> _Material for this task_
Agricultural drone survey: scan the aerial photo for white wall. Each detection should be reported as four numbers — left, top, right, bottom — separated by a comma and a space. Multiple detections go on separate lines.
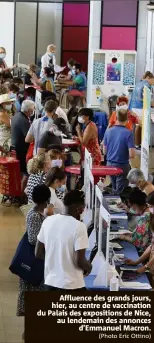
0, 2, 14, 67
136, 0, 148, 81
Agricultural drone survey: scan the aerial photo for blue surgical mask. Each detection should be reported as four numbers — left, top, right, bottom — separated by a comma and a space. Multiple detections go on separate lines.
0, 53, 6, 60
51, 159, 63, 168
57, 184, 66, 193
9, 93, 16, 100
48, 53, 54, 58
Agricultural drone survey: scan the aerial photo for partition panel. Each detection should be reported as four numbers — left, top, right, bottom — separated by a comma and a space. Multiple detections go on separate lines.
14, 2, 37, 64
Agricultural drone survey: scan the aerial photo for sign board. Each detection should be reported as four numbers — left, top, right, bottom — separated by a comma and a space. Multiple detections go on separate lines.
141, 86, 151, 180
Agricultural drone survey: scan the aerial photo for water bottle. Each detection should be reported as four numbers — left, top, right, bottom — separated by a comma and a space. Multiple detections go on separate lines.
97, 177, 104, 192
110, 272, 119, 291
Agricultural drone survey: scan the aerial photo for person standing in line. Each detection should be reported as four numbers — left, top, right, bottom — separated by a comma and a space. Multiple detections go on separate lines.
11, 100, 35, 195
25, 100, 58, 156
0, 47, 16, 74
103, 109, 135, 194
35, 190, 92, 291
0, 94, 16, 151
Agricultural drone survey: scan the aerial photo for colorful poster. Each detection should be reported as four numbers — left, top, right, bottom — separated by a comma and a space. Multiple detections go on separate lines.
141, 86, 151, 179
106, 63, 121, 82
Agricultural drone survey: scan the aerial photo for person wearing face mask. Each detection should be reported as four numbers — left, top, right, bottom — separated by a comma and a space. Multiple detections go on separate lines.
11, 100, 35, 196
37, 117, 71, 155
119, 188, 152, 255
108, 96, 140, 131
146, 191, 154, 214
45, 167, 67, 214
0, 94, 16, 151
25, 100, 58, 156
8, 83, 21, 113
35, 190, 92, 291
127, 168, 154, 196
58, 58, 76, 81
76, 108, 102, 165
41, 45, 56, 78
0, 47, 16, 74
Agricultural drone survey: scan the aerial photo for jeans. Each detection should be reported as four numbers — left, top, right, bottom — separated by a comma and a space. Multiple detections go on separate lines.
44, 285, 86, 291
107, 162, 131, 195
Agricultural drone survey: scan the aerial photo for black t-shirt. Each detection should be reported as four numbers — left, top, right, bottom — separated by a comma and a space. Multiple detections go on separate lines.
11, 112, 30, 155
38, 131, 62, 151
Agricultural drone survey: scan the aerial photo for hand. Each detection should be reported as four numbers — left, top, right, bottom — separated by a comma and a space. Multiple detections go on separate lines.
44, 205, 54, 216
117, 202, 128, 211
119, 234, 127, 241
137, 265, 146, 274
125, 259, 138, 266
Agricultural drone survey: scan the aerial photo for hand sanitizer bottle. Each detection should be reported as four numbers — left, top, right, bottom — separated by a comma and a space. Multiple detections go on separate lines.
110, 272, 119, 291
97, 177, 104, 192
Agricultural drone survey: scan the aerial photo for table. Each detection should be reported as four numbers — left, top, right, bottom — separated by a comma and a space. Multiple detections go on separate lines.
85, 241, 151, 290
65, 165, 123, 184
62, 139, 80, 149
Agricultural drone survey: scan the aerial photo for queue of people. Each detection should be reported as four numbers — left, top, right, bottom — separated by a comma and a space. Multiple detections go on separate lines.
1, 44, 154, 340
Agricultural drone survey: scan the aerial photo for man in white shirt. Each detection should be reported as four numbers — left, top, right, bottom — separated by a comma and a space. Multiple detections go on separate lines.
41, 45, 56, 77
25, 100, 57, 155
35, 190, 92, 290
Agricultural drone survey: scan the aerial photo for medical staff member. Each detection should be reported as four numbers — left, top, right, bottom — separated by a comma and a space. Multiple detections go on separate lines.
41, 45, 56, 77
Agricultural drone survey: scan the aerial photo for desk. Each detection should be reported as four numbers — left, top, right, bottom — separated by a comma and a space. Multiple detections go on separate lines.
65, 165, 123, 184
85, 241, 150, 290
62, 139, 80, 149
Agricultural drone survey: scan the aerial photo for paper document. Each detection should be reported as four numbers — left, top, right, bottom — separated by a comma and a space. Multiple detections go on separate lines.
120, 281, 152, 289
54, 65, 66, 73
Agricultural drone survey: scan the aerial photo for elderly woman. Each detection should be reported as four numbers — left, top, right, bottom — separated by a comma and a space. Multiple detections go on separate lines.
41, 44, 56, 77
127, 168, 154, 196
0, 94, 15, 151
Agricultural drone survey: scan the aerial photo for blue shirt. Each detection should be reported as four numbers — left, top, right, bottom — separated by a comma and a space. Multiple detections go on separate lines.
129, 80, 151, 110
70, 72, 87, 91
104, 126, 134, 165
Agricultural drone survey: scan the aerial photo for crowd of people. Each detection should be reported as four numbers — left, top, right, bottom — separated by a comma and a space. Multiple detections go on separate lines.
1, 44, 154, 340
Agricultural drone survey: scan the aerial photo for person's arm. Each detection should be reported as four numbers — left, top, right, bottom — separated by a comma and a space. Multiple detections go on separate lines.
76, 124, 93, 145
128, 131, 135, 159
35, 223, 45, 259
74, 223, 92, 276
0, 112, 11, 128
76, 249, 92, 276
35, 240, 45, 259
125, 245, 151, 266
119, 233, 132, 242
25, 124, 34, 143
103, 132, 107, 155
27, 212, 42, 245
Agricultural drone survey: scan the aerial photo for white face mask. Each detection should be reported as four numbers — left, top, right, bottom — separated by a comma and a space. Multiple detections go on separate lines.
129, 183, 136, 188
78, 116, 85, 124
116, 104, 128, 111
51, 159, 63, 168
3, 104, 12, 111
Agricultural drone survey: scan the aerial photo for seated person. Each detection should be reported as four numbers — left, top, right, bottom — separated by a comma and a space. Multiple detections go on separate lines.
128, 168, 154, 196
119, 188, 152, 254
147, 191, 154, 214
58, 58, 76, 81
31, 67, 55, 93
59, 63, 87, 106
125, 214, 154, 287
24, 63, 37, 85
45, 167, 67, 214
37, 117, 70, 154
109, 96, 141, 130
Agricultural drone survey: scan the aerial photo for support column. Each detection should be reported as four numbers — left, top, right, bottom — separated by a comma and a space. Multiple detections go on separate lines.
54, 2, 63, 66
87, 1, 102, 105
136, 1, 148, 80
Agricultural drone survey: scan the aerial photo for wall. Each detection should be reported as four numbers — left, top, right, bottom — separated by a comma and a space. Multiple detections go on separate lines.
0, 2, 14, 67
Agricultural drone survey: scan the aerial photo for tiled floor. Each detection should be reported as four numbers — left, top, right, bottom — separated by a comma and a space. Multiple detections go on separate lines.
0, 205, 25, 343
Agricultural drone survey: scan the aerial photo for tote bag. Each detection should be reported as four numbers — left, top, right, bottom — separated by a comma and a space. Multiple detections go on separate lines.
9, 232, 44, 286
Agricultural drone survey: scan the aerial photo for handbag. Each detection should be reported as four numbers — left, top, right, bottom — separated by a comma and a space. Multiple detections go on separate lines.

> _What to do_
In the copy, include every line of the records exactly and none of the images.

> _Result_
Agricultural drone survey: scan the aerial photo for white wall. Each detection should be reported as four numbers — left, top, right, bottom — separated by a comma and a space. Multiple detections go on separate lines.
0, 2, 14, 67
136, 0, 148, 81
Agricultural drone survey: scan the aerial photo for blue surgical mask. Each detection should be reported as four numbers — left, top, right, bottom — separated by a comma and a space. Multiple detections go on separate lines.
0, 53, 6, 60
51, 159, 63, 168
57, 184, 66, 193
9, 93, 16, 100
48, 53, 54, 58
Agricultural drone survey: scan the aerial photo for partition panel. Each detection should be reported as four numbers — left, top, right, bottom — separated by a comma and a space. Multiple detections go on separate lines.
14, 2, 37, 64
Agricultural drone survey: scan the aerial photo for sign board. Each detection should be reported as four numbers — left, top, right, bottom — separated by a comma and a space. Multiple detections go on separate lines.
141, 86, 151, 180
Agricultural drone survey: scan the aerial photo for water bottle. Each detection should be reported as four numbers — left, top, right, bottom — separated by a comma and a space. Multiple detections go on separate lines.
97, 177, 104, 192
110, 272, 119, 291
Agricultural drone survey: scan the aerial photo for person standing in line. Each detection should be reported as four numbers — left, top, right, bottom — separated by a comma and a space. Multiple detections go on separate lines.
11, 100, 35, 195
25, 100, 58, 156
0, 47, 16, 74
103, 109, 135, 194
35, 190, 92, 291
0, 94, 16, 151
Agricultural drone survey: scan the aerial photo for colorful poster. Each detection should be reported as four numbers — left, top, right, bottom — separated by a comma and a space. Multiple detections go on separate lines.
141, 86, 151, 179
106, 63, 121, 82
Agricultural drone survey: scan the aerial photo for person wearing face mask. Each detection should be reported as four numbers — left, top, right, bottom — separated by a comma and a space. Multiple detections go on separate lines.
11, 100, 35, 196
37, 117, 71, 155
119, 188, 152, 255
108, 96, 140, 131
146, 191, 154, 214
45, 167, 67, 214
0, 94, 16, 151
25, 100, 58, 156
8, 83, 21, 113
35, 190, 92, 291
127, 168, 154, 196
58, 58, 76, 81
76, 108, 102, 165
41, 45, 56, 78
0, 47, 16, 74
Agricultural drone survey: scan the aerial photo for jeans. Each detection should be reported as four numbers — left, top, right, bottom — separated by a comma and a space. Multiple detections go on separate lines.
44, 285, 86, 291
107, 162, 131, 195
Agricultural drone survey: scan the aerial photo for black t-shirt. Each detection should be reported as four numbers — left, top, right, bottom — separated by a comma and a space. Multiple detections go on separate lines.
11, 112, 30, 155
38, 131, 62, 151
Agricultural drone survey: scan the aerial photo for hand. Each detection should be reported as four numbers — left, top, right, bottom — separated by a comma and a space. Multiple detections go on separate lines.
44, 205, 54, 216
117, 202, 128, 211
119, 234, 127, 241
137, 265, 146, 274
125, 259, 138, 266
Agricultural drone survey: scan the aerial photo for hand sanitizer bottle. Each detection should be reported as four numbers — left, top, right, bottom — separated by a comma and a space. Multiple detections go on separate lines.
110, 272, 119, 291
97, 177, 104, 192
Agricultural drone survey: scan the aerial photo for table. Each detection should be reported as four numbers — left, top, right, bottom — separated by a comma and a space. Multiple detections go on separate lines.
85, 241, 151, 290
65, 165, 123, 184
62, 139, 80, 149
Agricultural drone survey: scan the aerial photo for queue of people. Each detection should be reported as four numbers — left, top, right, bottom — separated by a comma and a space. Multiple detections go on separate lines.
1, 44, 154, 340
Agricultural drone survey: scan the aerial photo for man in white shirt. Each detection should be reported as four numbers — left, top, right, bottom — separated by a comma and a space. Multiple detections go on separate lines.
41, 45, 56, 77
25, 100, 57, 155
35, 190, 92, 290
Agricultural drone survey: scan the aerial photo for medical staff member. Each detection should be reported as four numbers — left, top, right, bottom — separated by a comma and a space. Multiple detections go on separate lines.
41, 45, 56, 77
Agricultural drone survey: scan the aerial photo for desk. Each detection should be reported as four numbers — left, top, right, bottom — separated by a comma and a space. Multiple detections go on separate lines.
65, 165, 123, 184
85, 241, 150, 290
62, 139, 80, 149
Agricultural drone survey: scan the aerial photo for paper document. Each detection should be reported as four numbers — left, top, right, bottom — separated by a comma and a space. Multiple detections go on separate lines.
120, 281, 152, 289
54, 65, 66, 73
Agricultural drone survey: scan the aerial photo for elderly woman. Each detection should be reported as four numbers — left, top, right, bottom — separated by a comma and a space. Multiple detections go on separate lines.
41, 44, 56, 77
127, 168, 154, 196
0, 94, 15, 151
Agricultural drone survey: scan the aerial photo for blue shirt. Each detection should be reported as four numbers — left, top, right, bottom — separated by a comma and a space. Multiple detections go on separate lines.
129, 80, 151, 110
70, 72, 87, 91
104, 126, 134, 165
Agricultural drone survey: scan the aerial photo for crowd of people. Each detection should be reported as four numbers — left, top, right, bottom — separated by a comma and a space. Multiple detections go on separate lines.
1, 44, 154, 340
Agricultural drone survey: scan the aerial photo for person's arm. Each detection should be reported as four numbers — left, top, right, bottom — separated by a comma and a space. Multiple detections go on separate lines.
76, 124, 93, 145
128, 131, 135, 159
35, 223, 45, 259
74, 223, 92, 276
0, 112, 11, 128
76, 249, 92, 276
35, 240, 45, 259
125, 245, 151, 266
119, 233, 132, 242
25, 124, 34, 143
103, 132, 107, 155
27, 212, 42, 245
Agricultural drone survey: scan the aerial photo for white face mask. Each detection should be reported as four numbers — left, top, right, bottom — separated by a comma and a space. Multiple detections go on separate lines.
129, 183, 136, 188
78, 116, 85, 124
116, 104, 128, 111
51, 159, 63, 168
3, 104, 12, 111
Agricultural drone survey: scan the aerial photo for seated person. Each detection should be reported as four numbers — left, top, right, bottom — separated by a comma and a space. Multiple detections go on separate lines.
128, 168, 154, 196
119, 188, 152, 254
147, 191, 154, 214
58, 58, 76, 81
31, 67, 55, 93
59, 63, 87, 106
125, 214, 154, 287
24, 63, 37, 85
45, 167, 67, 214
37, 117, 70, 154
109, 96, 141, 130
Agricultural drone survey: scan the aerial photo for support column. Each detection should be reported as four numbers — left, top, right, bottom — separated by a comma and a space. Multiple detections go on separate lines.
54, 2, 63, 66
87, 1, 102, 105
136, 1, 148, 80
Agricultural drone survey: scan the aerial photo for wall. Each detection should be reported as four numbers — left, top, right, bottom — separated by a comma and a space. Multiple detections go on separate lines.
0, 2, 14, 67
Agricultural drone survey: scan the aerial photo for tiled floor. Each detection should be reported as four numbers — left, top, right, bottom — separated by a comma and a space. Multiple detections go on separate lines.
0, 205, 25, 343
Agricultural drone survey: scan the aerial photo for tote bag. Each detection should be reported as four numbers — left, top, right, bottom — separated by a comma and a space. Multiple detections go on separate lines.
9, 232, 44, 286
Agricultural drone survey: scan the aerial photo for handbag. Each detection should be reported as four numbers — left, top, right, bottom — separated by a comma and a space. Multiple detections go on separate lines.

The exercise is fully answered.